[Opening Information given section]
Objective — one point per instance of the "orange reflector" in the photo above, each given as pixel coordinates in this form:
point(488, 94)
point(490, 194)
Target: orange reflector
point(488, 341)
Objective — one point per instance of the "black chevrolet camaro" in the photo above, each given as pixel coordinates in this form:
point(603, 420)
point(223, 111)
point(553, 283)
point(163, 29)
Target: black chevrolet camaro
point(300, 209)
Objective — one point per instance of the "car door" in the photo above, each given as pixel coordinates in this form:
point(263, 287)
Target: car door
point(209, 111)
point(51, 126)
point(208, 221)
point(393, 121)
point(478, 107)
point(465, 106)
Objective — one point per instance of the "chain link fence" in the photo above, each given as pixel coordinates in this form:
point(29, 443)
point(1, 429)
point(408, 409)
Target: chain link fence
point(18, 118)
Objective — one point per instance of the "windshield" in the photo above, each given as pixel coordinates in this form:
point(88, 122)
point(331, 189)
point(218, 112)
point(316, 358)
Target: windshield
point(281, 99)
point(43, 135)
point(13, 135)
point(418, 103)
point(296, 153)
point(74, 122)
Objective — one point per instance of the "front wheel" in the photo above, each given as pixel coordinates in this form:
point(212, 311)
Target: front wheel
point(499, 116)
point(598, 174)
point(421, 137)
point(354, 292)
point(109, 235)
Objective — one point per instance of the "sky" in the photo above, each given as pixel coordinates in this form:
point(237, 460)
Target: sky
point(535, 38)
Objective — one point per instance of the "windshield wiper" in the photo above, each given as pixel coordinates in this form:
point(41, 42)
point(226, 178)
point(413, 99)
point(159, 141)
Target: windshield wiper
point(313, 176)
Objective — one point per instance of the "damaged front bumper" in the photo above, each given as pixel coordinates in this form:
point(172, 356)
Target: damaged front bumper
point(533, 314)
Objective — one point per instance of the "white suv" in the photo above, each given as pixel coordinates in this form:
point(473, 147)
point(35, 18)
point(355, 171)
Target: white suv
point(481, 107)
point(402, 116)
[Closing Information given section]
**About this exercise:**
Could you restate, word for word, the lines above from the one with "point(488, 94)" to the one with "point(263, 287)", both included?

**Problem solution:**
point(488, 94)
point(490, 194)
Target: orange reflector
point(488, 341)
Objective — one point per instance of the "black chevrolet camaro" in the photo above, each given as pixel coordinates in this form:
point(603, 420)
point(223, 111)
point(553, 283)
point(163, 29)
Target: black chevrolet camaro
point(300, 209)
Objective — one point per instance of the "car door" in the photo above, each given as pixel coordinates in this form:
point(263, 287)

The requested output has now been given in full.